WHAT YOU NEED TO DO: Replace every "Quickstart" with "Usage" in the lines from the one containing "like [1108, 179]." through the last line. Give back only those lines, with nothing else changed.

________________________________________

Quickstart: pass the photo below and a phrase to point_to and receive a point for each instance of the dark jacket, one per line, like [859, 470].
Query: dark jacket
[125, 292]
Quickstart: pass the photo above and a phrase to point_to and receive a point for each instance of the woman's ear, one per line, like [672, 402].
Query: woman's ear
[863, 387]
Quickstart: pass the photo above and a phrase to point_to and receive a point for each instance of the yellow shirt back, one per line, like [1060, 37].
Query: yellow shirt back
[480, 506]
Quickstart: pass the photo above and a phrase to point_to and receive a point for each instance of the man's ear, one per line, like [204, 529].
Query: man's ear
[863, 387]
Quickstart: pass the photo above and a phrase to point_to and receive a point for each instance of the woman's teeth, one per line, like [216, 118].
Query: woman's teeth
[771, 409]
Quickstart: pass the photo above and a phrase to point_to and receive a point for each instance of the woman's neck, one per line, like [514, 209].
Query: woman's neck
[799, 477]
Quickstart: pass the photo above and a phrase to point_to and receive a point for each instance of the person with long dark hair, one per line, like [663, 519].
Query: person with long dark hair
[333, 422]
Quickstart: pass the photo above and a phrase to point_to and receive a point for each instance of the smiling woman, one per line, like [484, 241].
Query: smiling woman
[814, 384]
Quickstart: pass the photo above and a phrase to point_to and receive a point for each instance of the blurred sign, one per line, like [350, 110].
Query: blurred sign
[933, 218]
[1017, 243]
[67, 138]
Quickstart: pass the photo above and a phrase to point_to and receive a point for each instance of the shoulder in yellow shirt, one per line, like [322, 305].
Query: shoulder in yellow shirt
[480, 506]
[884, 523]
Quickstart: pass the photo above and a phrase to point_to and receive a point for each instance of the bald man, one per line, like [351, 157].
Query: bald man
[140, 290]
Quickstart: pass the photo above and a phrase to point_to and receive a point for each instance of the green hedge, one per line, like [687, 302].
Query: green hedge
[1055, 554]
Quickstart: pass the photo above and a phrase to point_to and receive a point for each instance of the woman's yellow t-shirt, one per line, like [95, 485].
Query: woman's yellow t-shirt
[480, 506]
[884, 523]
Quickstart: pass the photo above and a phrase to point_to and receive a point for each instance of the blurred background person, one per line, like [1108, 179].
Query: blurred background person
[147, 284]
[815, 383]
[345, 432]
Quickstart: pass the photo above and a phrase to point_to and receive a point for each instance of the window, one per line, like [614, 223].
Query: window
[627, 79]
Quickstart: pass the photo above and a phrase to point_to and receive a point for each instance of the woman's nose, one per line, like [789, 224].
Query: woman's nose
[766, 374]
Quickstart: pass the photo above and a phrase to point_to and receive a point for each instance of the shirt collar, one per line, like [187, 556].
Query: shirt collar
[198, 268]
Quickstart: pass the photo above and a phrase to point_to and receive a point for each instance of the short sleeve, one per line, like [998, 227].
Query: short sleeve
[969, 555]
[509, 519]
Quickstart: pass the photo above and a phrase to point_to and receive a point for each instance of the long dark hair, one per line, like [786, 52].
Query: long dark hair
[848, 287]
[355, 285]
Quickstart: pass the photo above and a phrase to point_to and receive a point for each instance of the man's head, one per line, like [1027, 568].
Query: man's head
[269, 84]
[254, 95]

________________________________________

TASK RESULT:
Usage: pass the photo above and a phrase to point_to and receive a point for each instance of the blurred background person, one per line, like [1108, 179].
Query: blurred background person
[147, 284]
[815, 383]
[345, 432]
Usage: pass the photo above and a phrase to point_to and receive a point for each instance of the window, one per line, like [614, 223].
Query: window
[627, 79]
Usage: pass the photo above and a phrase to point_to and receive a point for each instance of the woman's nose, one per line, like [789, 224].
Query: woman's nose
[766, 374]
Usage: pass the photo above and a phrase to point_to and receive a point for each instance of the shirt collar, one per line, like [187, 556].
Query: shirt collar
[198, 268]
Usage: pass the photo above and a phrase to point_to and receive a point for each instance of the short sleeve, one per line, like [998, 227].
Query: short sleeve
[969, 555]
[509, 519]
Usage: pass the photo above and a phrase to point_to and receive a point for each instance of the long dark hair, one per line, like [786, 52].
Query: long dark hair
[848, 287]
[355, 285]
Usage: pass the photo above and a phrase to point_to and receive a point for each instance of the man's head, one per line, like [1027, 568].
Query: man's head
[269, 84]
[254, 95]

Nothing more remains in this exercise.